#### Short exercise a
Filter the listing below and copy out every line that contains the word "renault".

#### Extract
⟨
Myths of the Artist’s Youth

Nicholas Penny resumes the discussion of John Richardson’s biography of Picasso

Picasso was no lover of truth: his own accounts of his childhood in Andalusia and his youth in Barcelona, as recorded by pious biographers in his own lifetime, notably Sabartes and Penrose, are riddled with hyperbole which Richardson, in the first volume of his biography, is careful to question and is sometimes able to correct – thanks to the scrupulous record-keeping of the Spanish state schools. He is also able to reveal some things which Picasso either forgot or concealed. The census of 1885 records a younger brother, Jose, then aged one, never, it seems, mentioned by the painter. Jose may be a clerical error, but more probably he lived only for a short time. In any case, no male sibling survived as a rival for the love of Picasso’s mother, on whose support he could always count. Little is known about her, and Richardson, while acknowledging the importance of Picasso’s relationship with her, cannot expand on it with authority.

He might have been able to had he been permitted to consult the hundreds of letters to the artist from his parents (and especially his mother) now in the Picasso museum. In addition, these letters would surely have supplied numerous small facts which would enable the biographer to patch together a fuller account of the artist’s early life. Since Picasso is unlikely ever to find a more judicious or industrious biographer this obstruction on the part of the artist’s heirs must be deplored with a strength which Richardson in his note on ‘principal sources’ denies himself. It is hard to believe that it is motivated by a desire to protect anyone’s reputation.

After the discovery of Jose, the most fascinating novelty here must be the poster for a benefit performance at the circus on 30 July 1897 for la graciosa estrella del arte ecuestre Rosita del Oro, featuring a photograph of a buxom, dark-eyed equestrienne wearing ostrich feathers, white tights and a fetching pout. Rosita was the artist’s lover when he was a 15-year-old student in Barcelona. She has previously been described as a prostitute rather than a circus star. With the poster, Richardson illustrates a page from a sketchbook of the same period. It includes a study of a model (probably done in school hours) together with a clown, a masked woman and what may be a woman on horseback. The third illustration Richardson supplies here is one of the erotic autobiographical fantasies, half-tragic, half-burlesque, etched by Picasso in 1970, where the artist, an infantile old man, is dwarfed by a circus equestrienne. Here we find Rosita resurrected in the phantasmagoric circus, brothel, bullring and studio of Picasso’s imagination nearly three-quarters of a century later.
⟩
#### Short exercise b
Quote verbatim the passage of the Picasso review above, starting with "He might have" and going on through "protect anyone’s reputation.".

#### The input
⟨
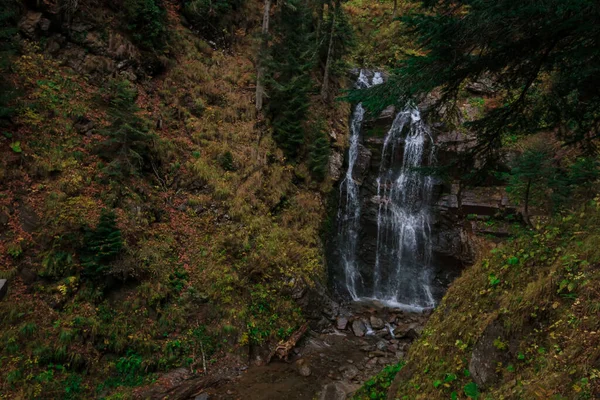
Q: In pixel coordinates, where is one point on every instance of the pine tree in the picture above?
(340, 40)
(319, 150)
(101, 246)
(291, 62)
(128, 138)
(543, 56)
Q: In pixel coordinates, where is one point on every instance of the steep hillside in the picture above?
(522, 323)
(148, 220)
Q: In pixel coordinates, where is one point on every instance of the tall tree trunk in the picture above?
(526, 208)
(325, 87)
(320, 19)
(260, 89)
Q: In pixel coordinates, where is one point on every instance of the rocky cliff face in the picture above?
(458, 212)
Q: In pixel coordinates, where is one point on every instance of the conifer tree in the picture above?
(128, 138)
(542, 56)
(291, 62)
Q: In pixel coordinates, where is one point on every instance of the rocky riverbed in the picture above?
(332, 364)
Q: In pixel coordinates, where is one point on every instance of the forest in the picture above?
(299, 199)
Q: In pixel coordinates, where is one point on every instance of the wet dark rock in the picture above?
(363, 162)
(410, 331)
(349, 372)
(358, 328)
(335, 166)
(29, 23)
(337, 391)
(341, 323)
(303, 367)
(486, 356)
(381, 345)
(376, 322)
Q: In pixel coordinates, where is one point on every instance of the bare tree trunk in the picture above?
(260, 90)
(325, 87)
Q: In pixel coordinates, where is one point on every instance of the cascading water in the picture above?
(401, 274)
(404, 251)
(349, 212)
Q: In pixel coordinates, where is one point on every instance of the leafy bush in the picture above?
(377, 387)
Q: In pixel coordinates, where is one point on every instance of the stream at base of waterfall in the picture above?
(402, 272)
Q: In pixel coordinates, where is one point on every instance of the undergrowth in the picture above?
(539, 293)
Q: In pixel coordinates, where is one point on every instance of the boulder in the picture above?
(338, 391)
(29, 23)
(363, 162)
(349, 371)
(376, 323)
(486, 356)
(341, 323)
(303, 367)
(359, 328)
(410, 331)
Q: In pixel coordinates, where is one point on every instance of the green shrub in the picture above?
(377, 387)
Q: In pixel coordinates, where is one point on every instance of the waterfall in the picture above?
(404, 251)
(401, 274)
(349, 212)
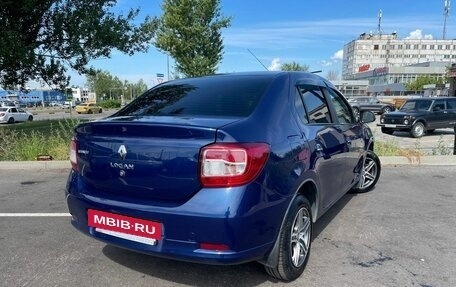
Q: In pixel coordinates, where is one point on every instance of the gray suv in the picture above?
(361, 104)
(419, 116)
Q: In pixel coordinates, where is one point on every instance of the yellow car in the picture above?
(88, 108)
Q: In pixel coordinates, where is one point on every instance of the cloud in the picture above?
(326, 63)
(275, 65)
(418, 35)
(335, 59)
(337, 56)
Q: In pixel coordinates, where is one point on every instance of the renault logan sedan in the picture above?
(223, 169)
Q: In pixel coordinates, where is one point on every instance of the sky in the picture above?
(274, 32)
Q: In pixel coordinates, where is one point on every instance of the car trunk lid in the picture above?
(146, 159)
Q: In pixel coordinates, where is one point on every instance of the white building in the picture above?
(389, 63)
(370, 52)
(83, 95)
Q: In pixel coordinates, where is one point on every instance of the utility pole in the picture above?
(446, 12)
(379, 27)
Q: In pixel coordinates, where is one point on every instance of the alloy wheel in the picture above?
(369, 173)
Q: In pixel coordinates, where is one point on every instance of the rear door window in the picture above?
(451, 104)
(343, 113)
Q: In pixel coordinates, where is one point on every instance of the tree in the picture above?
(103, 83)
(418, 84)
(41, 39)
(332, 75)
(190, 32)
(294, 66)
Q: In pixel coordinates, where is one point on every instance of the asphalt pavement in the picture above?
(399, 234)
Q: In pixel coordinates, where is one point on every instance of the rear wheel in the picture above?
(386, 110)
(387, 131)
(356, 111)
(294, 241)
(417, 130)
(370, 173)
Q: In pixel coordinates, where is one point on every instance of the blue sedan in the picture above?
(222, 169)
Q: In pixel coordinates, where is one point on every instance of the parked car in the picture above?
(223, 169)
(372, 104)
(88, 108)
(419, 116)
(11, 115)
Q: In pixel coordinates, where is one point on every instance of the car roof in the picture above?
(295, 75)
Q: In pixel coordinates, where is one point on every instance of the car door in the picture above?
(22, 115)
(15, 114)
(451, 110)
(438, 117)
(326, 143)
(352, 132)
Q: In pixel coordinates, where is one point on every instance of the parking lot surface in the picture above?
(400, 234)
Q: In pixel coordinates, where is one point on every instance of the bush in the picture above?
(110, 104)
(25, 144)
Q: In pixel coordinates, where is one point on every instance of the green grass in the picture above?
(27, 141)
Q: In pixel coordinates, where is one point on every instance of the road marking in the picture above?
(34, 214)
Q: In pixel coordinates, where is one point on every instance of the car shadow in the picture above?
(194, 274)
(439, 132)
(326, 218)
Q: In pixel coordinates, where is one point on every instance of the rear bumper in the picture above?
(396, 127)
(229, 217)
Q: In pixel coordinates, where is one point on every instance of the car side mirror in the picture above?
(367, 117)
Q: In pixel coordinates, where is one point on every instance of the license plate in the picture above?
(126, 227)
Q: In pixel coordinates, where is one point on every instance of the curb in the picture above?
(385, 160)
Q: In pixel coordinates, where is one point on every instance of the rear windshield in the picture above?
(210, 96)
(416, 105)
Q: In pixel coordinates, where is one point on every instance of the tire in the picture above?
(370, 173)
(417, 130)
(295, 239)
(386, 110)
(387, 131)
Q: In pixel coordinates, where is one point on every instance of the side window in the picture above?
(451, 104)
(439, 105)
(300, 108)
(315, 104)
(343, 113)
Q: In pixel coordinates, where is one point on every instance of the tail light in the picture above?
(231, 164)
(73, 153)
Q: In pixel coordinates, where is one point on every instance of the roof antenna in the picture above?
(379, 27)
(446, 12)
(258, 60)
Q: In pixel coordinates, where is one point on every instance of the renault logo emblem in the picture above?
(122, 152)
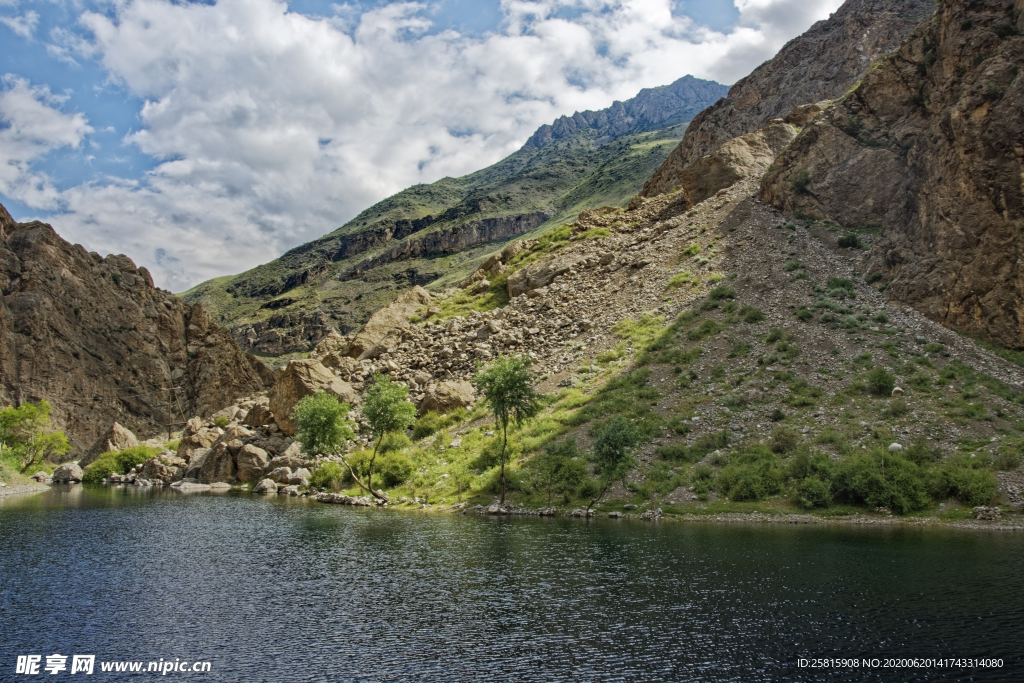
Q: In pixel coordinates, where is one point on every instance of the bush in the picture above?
⟩
#### Output a
Q: In pixel coordinates, where is one point on every instance of the renault logan sedan in the picture above?
Q: In pixel coordinates, where is one point on every instance of the renault logo emblem in the picture above?

#### Output b
He might have been able to had he been permitted to consult the hundreds of letters to the artist from his parents (and especially his mother) now in the Picasso museum. In addition, these letters would surely have supplied numerous small facts which would enable the biographer to patch together a fuller account of the artist’s early life. Since Picasso is unlikely ever to find a more judicious or industrious biographer this obstruction on the part of the artist’s heirs must be deplored with a strength which Richardson in his note on ‘principal sources’ denies himself. It is hard to believe that it is motivated by a desire to protect anyone’s reputation.